Exercise objective
Whenever a picture appears, leave it out while repeating all the other data exactly.

^^^^^^^^

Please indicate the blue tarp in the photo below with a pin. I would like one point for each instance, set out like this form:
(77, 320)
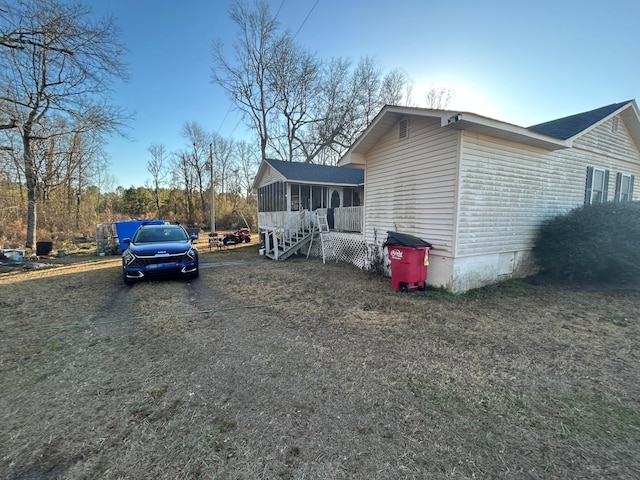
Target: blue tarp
(127, 229)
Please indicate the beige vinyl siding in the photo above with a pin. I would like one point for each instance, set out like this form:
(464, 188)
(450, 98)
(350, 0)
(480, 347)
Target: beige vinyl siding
(410, 184)
(508, 189)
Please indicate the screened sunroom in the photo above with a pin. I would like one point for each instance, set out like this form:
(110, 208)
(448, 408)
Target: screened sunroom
(291, 196)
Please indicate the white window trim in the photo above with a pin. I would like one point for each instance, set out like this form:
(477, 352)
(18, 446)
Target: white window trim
(602, 185)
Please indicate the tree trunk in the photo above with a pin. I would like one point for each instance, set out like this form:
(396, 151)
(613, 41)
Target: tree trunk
(32, 183)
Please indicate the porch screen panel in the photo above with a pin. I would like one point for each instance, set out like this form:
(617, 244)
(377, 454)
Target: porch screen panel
(271, 198)
(317, 198)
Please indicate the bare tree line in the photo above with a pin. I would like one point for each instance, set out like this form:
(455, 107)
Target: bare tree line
(302, 107)
(58, 65)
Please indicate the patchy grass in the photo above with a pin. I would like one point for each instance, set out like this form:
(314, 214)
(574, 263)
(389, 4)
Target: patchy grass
(296, 369)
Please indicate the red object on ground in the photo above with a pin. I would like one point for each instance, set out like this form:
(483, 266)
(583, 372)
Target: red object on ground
(408, 267)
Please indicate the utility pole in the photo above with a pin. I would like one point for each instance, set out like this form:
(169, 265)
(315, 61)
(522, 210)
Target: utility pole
(213, 192)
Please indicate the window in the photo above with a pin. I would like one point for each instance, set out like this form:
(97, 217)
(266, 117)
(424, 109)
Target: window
(403, 128)
(597, 186)
(624, 187)
(271, 198)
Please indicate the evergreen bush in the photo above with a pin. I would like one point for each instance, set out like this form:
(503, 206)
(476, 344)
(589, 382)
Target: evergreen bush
(592, 243)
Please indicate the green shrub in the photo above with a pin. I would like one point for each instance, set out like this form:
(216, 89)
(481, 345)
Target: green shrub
(592, 243)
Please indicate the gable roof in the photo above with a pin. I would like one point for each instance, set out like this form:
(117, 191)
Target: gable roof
(568, 127)
(313, 174)
(554, 135)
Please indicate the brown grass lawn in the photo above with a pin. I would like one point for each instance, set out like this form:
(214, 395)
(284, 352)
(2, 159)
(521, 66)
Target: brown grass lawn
(282, 370)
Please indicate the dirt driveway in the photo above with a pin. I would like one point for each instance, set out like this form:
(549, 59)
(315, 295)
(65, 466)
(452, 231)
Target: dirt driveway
(266, 370)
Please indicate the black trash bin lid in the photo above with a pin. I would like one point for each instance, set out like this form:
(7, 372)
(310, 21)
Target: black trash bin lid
(396, 239)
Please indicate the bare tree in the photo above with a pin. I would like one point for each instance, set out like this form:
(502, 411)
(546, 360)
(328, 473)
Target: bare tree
(396, 89)
(248, 161)
(57, 62)
(222, 158)
(184, 178)
(157, 167)
(200, 141)
(439, 98)
(246, 80)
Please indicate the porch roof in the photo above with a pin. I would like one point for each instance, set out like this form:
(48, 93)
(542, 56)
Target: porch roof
(314, 174)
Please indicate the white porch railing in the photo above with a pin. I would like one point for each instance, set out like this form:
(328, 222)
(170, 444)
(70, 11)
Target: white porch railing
(277, 239)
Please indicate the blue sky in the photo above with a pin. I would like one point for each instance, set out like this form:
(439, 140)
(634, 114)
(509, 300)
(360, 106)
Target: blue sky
(518, 62)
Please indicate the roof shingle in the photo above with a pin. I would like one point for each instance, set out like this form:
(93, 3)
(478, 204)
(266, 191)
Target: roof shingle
(567, 127)
(311, 173)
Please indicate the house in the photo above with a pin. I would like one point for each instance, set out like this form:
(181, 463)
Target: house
(474, 187)
(478, 189)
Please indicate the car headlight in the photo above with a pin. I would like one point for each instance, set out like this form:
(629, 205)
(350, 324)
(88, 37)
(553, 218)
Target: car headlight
(128, 258)
(192, 253)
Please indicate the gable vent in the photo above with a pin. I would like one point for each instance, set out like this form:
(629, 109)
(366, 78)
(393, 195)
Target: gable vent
(403, 128)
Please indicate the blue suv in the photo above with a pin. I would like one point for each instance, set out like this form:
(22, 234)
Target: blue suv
(159, 250)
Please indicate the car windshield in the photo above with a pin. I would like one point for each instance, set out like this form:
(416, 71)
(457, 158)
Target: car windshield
(160, 234)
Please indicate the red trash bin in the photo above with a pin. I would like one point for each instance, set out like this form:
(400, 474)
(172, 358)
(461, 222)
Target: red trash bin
(409, 258)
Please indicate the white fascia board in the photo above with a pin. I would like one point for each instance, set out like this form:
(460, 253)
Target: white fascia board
(507, 131)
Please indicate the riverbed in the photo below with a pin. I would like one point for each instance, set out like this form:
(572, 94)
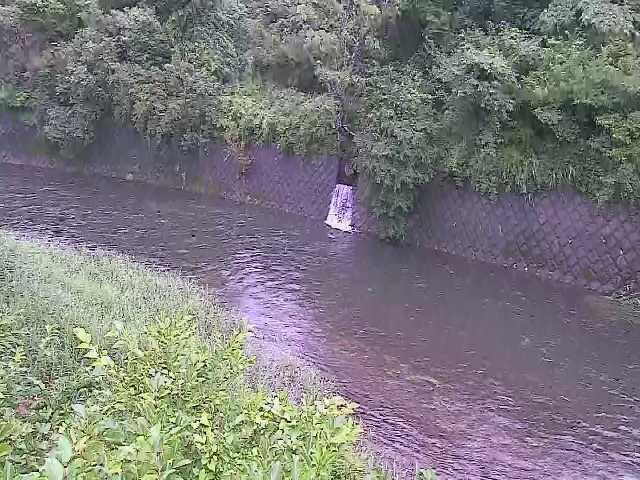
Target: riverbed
(476, 370)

^^^^^^^^

Reply to the exercise
Please indicate the blue tarp in the photo below with a pin. I would like one point for each instance, set out like this form:
(77, 320)
Target: blue tarp
(127, 229)
Please indicate the beige vinyl siding in the photo above with a pin. I would like one point for each instance, set out like this form:
(464, 188)
(450, 98)
(350, 0)
(480, 347)
Target: beige vinyl siding
(410, 184)
(508, 189)
Please indicate the screened sunroom in the photo above with a pin. I would like one point for each instance, set out like this form:
(110, 208)
(448, 408)
Target: screened sunroom
(291, 196)
Please indicate the white window trim in the photo above with a pin. I would like one point for each instance, set out like this form:
(477, 352)
(18, 446)
Target: white window trim
(602, 185)
Please indicate the tree trunk in the photo above with a pin. I would like one point for each instance, set out like this form:
(396, 151)
(613, 41)
Target: tree trunk
(32, 183)
Please indicate the porch screen panel in the photo above with a pin. I would like one point for each instance, set out like this form:
(617, 244)
(377, 454)
Target: porch screen panel
(271, 198)
(317, 198)
Please indicate the bare tree line in the photo above with a pin. I would like one point for each instance, set out like this form:
(455, 107)
Target: bare tree line
(302, 107)
(58, 65)
Please indicate the patchy grass in the photo above with a pin. I would like one point for each instance, set out like this form:
(314, 214)
(574, 263)
(389, 4)
Target: patchy grass
(296, 369)
Please indicate the red object on ground in the photo above with a pin. I would like one point for each instance, set out like this form:
(483, 266)
(583, 372)
Target: red object on ground
(408, 267)
Please indicate the utility pole in the photo above with a pin. I would like one point for each instance, set out like this form:
(169, 265)
(315, 61)
(522, 210)
Target: utility pole
(213, 192)
Please indicate the window in the photo above with a pin. I would like one point for each instance, set out like this form:
(97, 217)
(266, 117)
(424, 109)
Target: window
(403, 128)
(597, 186)
(624, 187)
(271, 198)
Please indicate the evergreen bush in the photo above with a pin. I would like one point for each instance, set out like this form:
(503, 206)
(476, 344)
(589, 382)
Target: evergreen bush
(592, 243)
Please indicate the green shrub in the photo above with a pin. I would like one point for each instance, set out like this form:
(216, 89)
(481, 345)
Target: green shrub
(592, 243)
Please indicate the gable roof in the photo above with a pin. I would like one point for each instance, set out like this form:
(117, 191)
Target: gable roof
(568, 127)
(313, 174)
(554, 135)
Please indicate the brown grass lawn in the photo above with a pin. I would like one point for each instance, set out like this form:
(214, 395)
(284, 352)
(2, 159)
(521, 66)
Target: brown grass lawn
(282, 370)
Please indicate the dirt driveway in the photo above with a pin. I would like one point for each instance, set out like this form:
(549, 59)
(315, 295)
(65, 466)
(452, 231)
Target: dirt driveway
(266, 370)
Please indicate the black trash bin lid in the photo above with a pin. I would like one point for each instance, set out like this form:
(7, 372)
(310, 21)
Target: black trash bin lid
(396, 239)
Please indicate the bare tree in the photo above with a pin. I would like one point for each instance, set out like this form:
(502, 411)
(546, 360)
(328, 473)
Target: bare tree
(396, 89)
(248, 161)
(57, 62)
(222, 158)
(184, 178)
(157, 167)
(200, 141)
(439, 98)
(246, 80)
Please indicate the porch roof in the photo above with a pin. I would like one point for each instance, set out like this form:
(48, 93)
(542, 56)
Target: porch roof
(314, 174)
Please indicate the white porch railing in the photo above with a pin. I would like one point for each instance, set out like this form:
(328, 222)
(170, 444)
(70, 11)
Target: white porch railing
(277, 239)
Please indicate the blue sky in the photo above with a pin. I would like one point for each instance, set out like this form:
(439, 140)
(634, 114)
(509, 300)
(360, 106)
Target: blue sky
(518, 62)
Please indicate the roof shingle in the photo above with a pin. I would like one point for each instance, set out like this form:
(93, 3)
(478, 204)
(266, 191)
Target: roof shingle
(567, 127)
(311, 173)
Please indicate the house in the photo above with a pin. I would like one point for each instance, set out like this form:
(181, 463)
Target: house
(474, 187)
(478, 189)
Please indicate the car headlight in the photo above with a pin. I would like one point for each instance, set out like this form:
(629, 205)
(350, 324)
(88, 37)
(553, 218)
Target: car headlight
(128, 258)
(192, 253)
Please indicate the gable vent in the photo above with a pin. I would like one point for each instance, set out like this form:
(629, 109)
(366, 78)
(393, 195)
Target: gable vent
(403, 128)
Please indicate the blue suv in the photo above with a pin. I would like one point for each instance, set out like this form:
(22, 234)
Target: blue suv
(159, 250)
Please indicate the car windshield in the photo above with a pin. I would like one point for each instance, set out like this form:
(416, 71)
(457, 158)
Target: car windshield
(160, 234)
Please indicate the red trash bin in the photo above with a pin. I would like one point for each instance, set out like this form:
(400, 474)
(172, 358)
(461, 222)
Target: red trash bin
(409, 258)
Please indicate the white fascia board in the photo above with a pin. I would like one point for each instance, set out like this form:
(460, 253)
Target: white fascia board
(507, 131)
Please indicate the riverbed in the photo below with a pin. I would like one point for each instance, set out like this form:
(572, 94)
Target: riverbed
(476, 370)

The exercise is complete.